Activity: Please keep the images out and set down the data exactly as given.

Saved entries:
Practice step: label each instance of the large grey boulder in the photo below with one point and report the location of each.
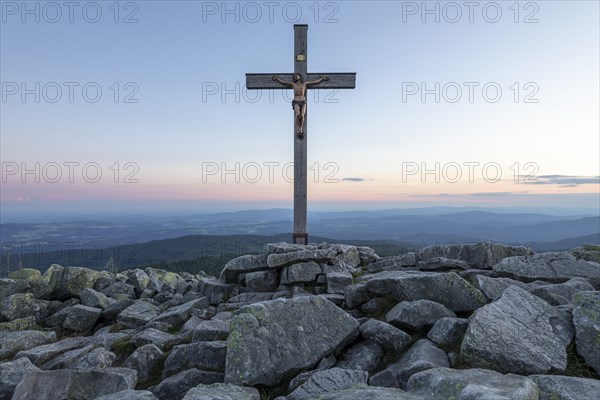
(416, 315)
(208, 356)
(41, 354)
(328, 381)
(517, 333)
(262, 281)
(147, 361)
(138, 314)
(129, 394)
(552, 267)
(242, 265)
(14, 342)
(421, 356)
(448, 332)
(395, 263)
(446, 383)
(70, 281)
(97, 358)
(74, 384)
(445, 288)
(81, 318)
(364, 356)
(160, 339)
(481, 255)
(222, 391)
(210, 330)
(562, 293)
(22, 305)
(302, 272)
(442, 264)
(389, 337)
(89, 297)
(278, 260)
(11, 373)
(556, 387)
(272, 339)
(363, 392)
(492, 288)
(178, 315)
(586, 318)
(176, 386)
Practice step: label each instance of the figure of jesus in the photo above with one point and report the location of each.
(299, 102)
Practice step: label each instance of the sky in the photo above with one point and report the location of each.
(141, 105)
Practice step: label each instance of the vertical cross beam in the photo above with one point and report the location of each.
(300, 234)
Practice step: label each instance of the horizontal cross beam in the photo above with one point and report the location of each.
(343, 80)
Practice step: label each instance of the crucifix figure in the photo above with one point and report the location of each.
(299, 102)
(299, 82)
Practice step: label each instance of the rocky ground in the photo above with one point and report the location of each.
(482, 321)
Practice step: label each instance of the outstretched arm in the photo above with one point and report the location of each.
(316, 82)
(276, 78)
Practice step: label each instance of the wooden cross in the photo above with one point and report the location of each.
(266, 81)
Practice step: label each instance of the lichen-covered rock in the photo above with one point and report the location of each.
(81, 318)
(442, 264)
(89, 297)
(445, 288)
(70, 281)
(74, 384)
(395, 263)
(129, 394)
(209, 356)
(23, 305)
(416, 315)
(363, 392)
(492, 288)
(328, 381)
(178, 315)
(364, 356)
(274, 338)
(521, 322)
(562, 293)
(138, 314)
(222, 392)
(556, 387)
(41, 354)
(162, 340)
(176, 386)
(387, 336)
(279, 260)
(147, 361)
(555, 267)
(448, 332)
(446, 383)
(211, 330)
(11, 373)
(338, 281)
(242, 265)
(302, 272)
(421, 356)
(13, 342)
(262, 281)
(586, 318)
(482, 255)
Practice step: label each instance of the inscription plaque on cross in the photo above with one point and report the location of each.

Response to the task:
Practice step: label each instance of the large grey boulder in the photo below with one point and report the location of each.
(416, 315)
(208, 356)
(41, 354)
(328, 381)
(517, 333)
(262, 281)
(147, 361)
(138, 314)
(129, 394)
(552, 267)
(242, 265)
(14, 342)
(421, 356)
(448, 332)
(395, 263)
(446, 383)
(70, 281)
(97, 358)
(74, 384)
(445, 288)
(81, 318)
(364, 356)
(160, 339)
(481, 255)
(222, 391)
(210, 330)
(562, 293)
(22, 305)
(302, 272)
(442, 264)
(389, 337)
(89, 297)
(278, 260)
(11, 373)
(556, 387)
(272, 339)
(363, 392)
(492, 288)
(178, 315)
(586, 318)
(176, 386)
Practice step: label each instance of the figure of jesus in the photo above with one point and report the location of each.
(299, 102)
Practice step: label each instance of the sky in the photo above with one point and report the location of each.
(141, 105)
Practice step: label each instance of the vertical cross beam in the photo above with one point and report the location of each.
(300, 234)
Practice step: label each instance of the horizontal cross beam in the photo above with one point and report the location of each.
(343, 80)
Practice step: label each instance of the crucifix figure in the photo above with one point and report the location of each.
(299, 102)
(299, 82)
Practice step: label each instance of the rocky ground in the photo above with one point and report the location of each.
(482, 321)
Practice step: label each instance of the outstretched arm in the photo above with one point and report the location of each.
(316, 82)
(276, 78)
Practice step: label each instance of the wooden cross in the photo above with one point and report the location of each.
(266, 81)
Practice step: label each instance of the lichen-covered rock in the photo above with one point and report the location of each.
(81, 318)
(442, 264)
(89, 297)
(445, 288)
(70, 281)
(74, 384)
(395, 263)
(129, 394)
(209, 356)
(23, 305)
(416, 315)
(363, 392)
(492, 288)
(328, 381)
(178, 315)
(364, 356)
(274, 338)
(521, 322)
(562, 293)
(138, 314)
(222, 392)
(556, 387)
(41, 354)
(162, 340)
(176, 386)
(387, 336)
(279, 260)
(147, 361)
(555, 267)
(448, 332)
(446, 383)
(211, 330)
(11, 373)
(338, 281)
(242, 265)
(302, 272)
(421, 356)
(13, 342)
(262, 281)
(586, 318)
(482, 255)
Practice step: label each instance of the inscription plaque on cross in the photo above with one point and report the location of each.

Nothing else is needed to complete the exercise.